[DÉFI 1] Actualise un passage de l'extrait sur l'émigration au Havre en remplaçant « capitaine » par « commandant ». Commence aux mots « C’est le moment » et arrête-toi après « sur le départ. ».
[DÉFI 2] D'après l'extrait sur l'émigration au Havre, depuis quelle année les Messageries Générales proposent-elles de charger les chariots sur le train ?

[EXTRAIT DU TEXTE]
▽

Puis on suit le cours de la Seine mais à partir de Paris, il y a moyen de gagner du temps sur cette dernière partie du trajet. Car depuis 1843, les Messageries Générales proposent de charger sur le train les chariots avec les voyageurs et leurs bagages et de les amener à destination en dix heures seulement. Dire que bientôt, grâce à la progression du réseau ferré, les frontières de l’Est seront à seulement deux grosses journées de la côte !

On touche enfin au Havre qui marque une nouvelle étape dans l’aventure. Cette fois-ci, il faut vraiment tout oublier et basculer dans un autre monde.

Pour commencer les gosses n’en croient pas leurs yeux de voir la mer et son horizon sans fin, eux dont les exploits aquatiques se sont jusqu’à présent limités à la mare aux têtards du grand-père. Les grands ne disent rien mais sont dans la même sidération : c’est cette étendue d’eau sans fin qu’il va falloir traverser, alors qu’il semble ne rien y avoir de l’autre côté ? Et encore, ils ont assez examiné le planisphère de l’école pour savoir qu’ils n’ont devant eux que la Manche, une simple porte d’entrée sur la vraie immensité, celle de l’Atlantique.

Guide du voyageur au Havre et aux environs, Morlent – Source : Gallica

C’est le moment de ne pas flancher, de bien fort se rappeler les lettres de Georges et de convoquer tous ses rêves d’Amérique.

Mais il faut déjà se préoccuper de faire les derniers achats sur place, avant de remettre sa vie entre les mains d’un capitaine inconnu. On va devoir se préparer à endurer les affres de la traversée pour pouvoir toucher à la nouvelle ville, à la nouvelle vie.

Le Havre

Une autre surprise pour la famille, c’est de découvrir à quel point la ville déborde d’émigrants sur le départ.

Certains quartiers, surtout la rue Royale, ont une physionomie particulière. Les magasins ne désemplissent pas. Des guides spéciaux conduisent les familles chez les commerçants et à bord des navires. Les débits sont insuffisants et les rues trop étroites pour maintenir toute cette masse de population, si bien que des chariots contenant plusieurs familles stationnent sur le quai de la Barre en longues files d’attente et que les émigrants dressent leur tente sur le quai de l’Isle et font la cuisine en plein air (Le Journal du Havre, 4 avril 1846)

Familles d’émigrants campées dans le port du Havre, dessin d’Ernest Charton
Journal d’Agriculture pratique, de jardinage et d’économie domestique, 1844. Source : Gallica

Parmi eux, certains sont même là depuis des mois, n’ayant plus les moyens de poursuivre leur voyage. Car la crise économique, qui a commencé par l’agriculture puis entraîné un marasme industriel, a mis un sérieux coup de frein aux importations de coton. Moins de navires pour sa livraison et donc moins de passages au retour pour les candidats à l’émigration ont eu pour conséquence immédiate une flambée des prix qui empêche beaucoup d’entre eux de payer l’embarquement.

△

[LIGNES RÉPERTORIÉES]
▽

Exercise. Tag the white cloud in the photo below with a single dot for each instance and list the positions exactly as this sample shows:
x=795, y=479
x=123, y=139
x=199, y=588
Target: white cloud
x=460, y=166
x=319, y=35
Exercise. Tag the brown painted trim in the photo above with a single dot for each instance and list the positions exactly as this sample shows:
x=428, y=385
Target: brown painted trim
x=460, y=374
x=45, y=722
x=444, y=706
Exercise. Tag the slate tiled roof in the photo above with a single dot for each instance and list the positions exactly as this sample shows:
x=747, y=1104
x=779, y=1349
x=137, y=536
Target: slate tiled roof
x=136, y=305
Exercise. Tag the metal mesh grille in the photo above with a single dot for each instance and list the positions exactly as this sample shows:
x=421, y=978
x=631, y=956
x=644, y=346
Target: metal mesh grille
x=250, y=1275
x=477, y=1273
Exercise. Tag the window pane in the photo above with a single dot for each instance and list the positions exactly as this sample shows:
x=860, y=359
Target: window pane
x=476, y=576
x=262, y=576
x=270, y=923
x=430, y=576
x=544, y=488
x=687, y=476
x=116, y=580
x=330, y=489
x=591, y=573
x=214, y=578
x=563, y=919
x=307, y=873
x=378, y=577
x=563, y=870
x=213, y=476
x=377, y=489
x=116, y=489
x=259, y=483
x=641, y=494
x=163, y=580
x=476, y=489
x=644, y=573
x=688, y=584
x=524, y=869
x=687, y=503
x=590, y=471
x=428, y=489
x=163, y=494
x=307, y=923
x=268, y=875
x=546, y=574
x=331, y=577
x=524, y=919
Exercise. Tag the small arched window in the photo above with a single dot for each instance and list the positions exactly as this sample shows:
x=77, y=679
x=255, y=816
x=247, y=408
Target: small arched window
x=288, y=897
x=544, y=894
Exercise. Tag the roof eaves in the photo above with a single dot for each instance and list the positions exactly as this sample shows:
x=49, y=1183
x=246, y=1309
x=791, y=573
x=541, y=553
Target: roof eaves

△

[RÉPONSE FINALE 1]
C’est le moment de ne pas flancher, de bien fort se rappeler les lettres de Georges et de convoquer tous ses rêves d’Amérique.

Mais il faut déjà se préoccuper de faire les derniers achats sur place, avant de remettre sa vie entre les mains d’un commandant inconnu. On va devoir se préparer à endurer les affres de la traversée pour pouvoir toucher à la nouvelle ville, à la nouvelle vie.

Le Havre

Une autre surprise pour la famille, c’est de découvrir à quel point la ville déborde d’émigrants sur le départ.

[RÉPONSE FINALE 2] Depuis 1843.